══ Given information

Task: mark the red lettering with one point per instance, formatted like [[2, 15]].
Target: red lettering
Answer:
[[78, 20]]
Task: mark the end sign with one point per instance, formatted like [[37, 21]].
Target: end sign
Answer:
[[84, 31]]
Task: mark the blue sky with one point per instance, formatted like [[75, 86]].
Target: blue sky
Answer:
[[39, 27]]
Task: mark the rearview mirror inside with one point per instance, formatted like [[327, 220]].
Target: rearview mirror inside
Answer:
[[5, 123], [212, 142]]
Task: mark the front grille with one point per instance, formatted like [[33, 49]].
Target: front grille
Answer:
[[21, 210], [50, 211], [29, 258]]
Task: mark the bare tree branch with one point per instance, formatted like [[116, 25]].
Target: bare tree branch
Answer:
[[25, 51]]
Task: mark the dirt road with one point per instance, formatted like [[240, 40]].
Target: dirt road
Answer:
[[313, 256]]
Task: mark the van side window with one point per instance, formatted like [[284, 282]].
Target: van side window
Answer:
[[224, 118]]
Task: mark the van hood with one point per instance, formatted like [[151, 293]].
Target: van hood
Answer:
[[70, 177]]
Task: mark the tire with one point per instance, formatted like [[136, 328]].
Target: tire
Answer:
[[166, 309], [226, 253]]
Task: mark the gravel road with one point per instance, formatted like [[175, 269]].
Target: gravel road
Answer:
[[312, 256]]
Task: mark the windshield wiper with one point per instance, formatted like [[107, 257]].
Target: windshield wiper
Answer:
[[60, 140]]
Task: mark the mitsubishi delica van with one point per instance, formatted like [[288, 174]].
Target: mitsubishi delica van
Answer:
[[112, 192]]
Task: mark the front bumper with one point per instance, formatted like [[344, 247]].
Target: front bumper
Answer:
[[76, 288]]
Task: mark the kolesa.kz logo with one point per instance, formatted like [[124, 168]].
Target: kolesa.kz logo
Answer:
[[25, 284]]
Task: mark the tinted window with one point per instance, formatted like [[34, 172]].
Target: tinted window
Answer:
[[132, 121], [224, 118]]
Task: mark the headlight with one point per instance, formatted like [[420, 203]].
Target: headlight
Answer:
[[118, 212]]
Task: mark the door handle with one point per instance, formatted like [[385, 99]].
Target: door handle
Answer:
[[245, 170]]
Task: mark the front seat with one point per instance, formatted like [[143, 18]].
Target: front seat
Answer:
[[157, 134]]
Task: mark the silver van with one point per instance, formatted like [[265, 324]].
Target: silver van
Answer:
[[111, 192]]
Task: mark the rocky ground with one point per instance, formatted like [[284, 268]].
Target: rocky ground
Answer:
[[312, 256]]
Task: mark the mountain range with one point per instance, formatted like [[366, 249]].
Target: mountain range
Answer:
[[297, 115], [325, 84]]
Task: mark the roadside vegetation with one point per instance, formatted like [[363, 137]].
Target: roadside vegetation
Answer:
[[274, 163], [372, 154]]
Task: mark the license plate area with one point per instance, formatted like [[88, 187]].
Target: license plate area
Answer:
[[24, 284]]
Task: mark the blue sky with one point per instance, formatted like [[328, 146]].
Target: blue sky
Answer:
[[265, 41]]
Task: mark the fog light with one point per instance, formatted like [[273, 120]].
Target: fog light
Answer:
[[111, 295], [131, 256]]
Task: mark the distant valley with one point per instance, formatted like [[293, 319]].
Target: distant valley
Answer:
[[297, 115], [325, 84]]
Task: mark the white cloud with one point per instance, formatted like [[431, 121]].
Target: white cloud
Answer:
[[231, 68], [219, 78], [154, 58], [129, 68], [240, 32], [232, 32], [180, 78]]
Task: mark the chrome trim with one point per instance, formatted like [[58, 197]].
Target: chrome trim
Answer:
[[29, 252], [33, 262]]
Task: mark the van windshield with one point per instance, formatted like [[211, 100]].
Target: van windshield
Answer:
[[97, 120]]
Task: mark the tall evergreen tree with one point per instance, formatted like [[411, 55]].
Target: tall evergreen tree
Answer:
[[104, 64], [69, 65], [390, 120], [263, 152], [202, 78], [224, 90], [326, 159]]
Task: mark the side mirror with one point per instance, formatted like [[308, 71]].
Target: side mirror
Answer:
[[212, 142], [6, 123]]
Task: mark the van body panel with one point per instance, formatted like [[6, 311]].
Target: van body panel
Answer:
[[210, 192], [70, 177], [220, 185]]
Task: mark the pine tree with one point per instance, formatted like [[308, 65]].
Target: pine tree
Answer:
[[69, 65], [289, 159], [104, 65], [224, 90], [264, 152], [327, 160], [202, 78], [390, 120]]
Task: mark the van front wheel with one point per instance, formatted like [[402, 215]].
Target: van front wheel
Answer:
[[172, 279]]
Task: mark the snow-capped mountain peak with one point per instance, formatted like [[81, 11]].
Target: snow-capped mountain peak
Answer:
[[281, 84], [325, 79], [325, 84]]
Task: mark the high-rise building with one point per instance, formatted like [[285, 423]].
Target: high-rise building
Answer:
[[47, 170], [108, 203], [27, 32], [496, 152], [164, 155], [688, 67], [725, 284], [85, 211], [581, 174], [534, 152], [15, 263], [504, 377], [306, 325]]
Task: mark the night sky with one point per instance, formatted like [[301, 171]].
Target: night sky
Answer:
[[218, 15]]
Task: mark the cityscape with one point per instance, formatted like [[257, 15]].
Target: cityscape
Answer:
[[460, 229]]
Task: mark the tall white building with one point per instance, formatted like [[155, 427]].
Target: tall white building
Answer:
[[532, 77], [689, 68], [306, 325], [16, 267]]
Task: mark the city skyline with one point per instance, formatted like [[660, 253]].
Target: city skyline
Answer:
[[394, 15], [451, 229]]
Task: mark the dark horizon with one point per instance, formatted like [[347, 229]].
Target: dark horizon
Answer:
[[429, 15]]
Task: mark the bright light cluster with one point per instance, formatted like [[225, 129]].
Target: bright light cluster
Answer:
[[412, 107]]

════

Work instructions: The lines holding the string "distant" are what is needed from the material above.

Answer box:
Task: mark the distant valley with one point per instance, formatted like [[293, 319]].
Target: distant valley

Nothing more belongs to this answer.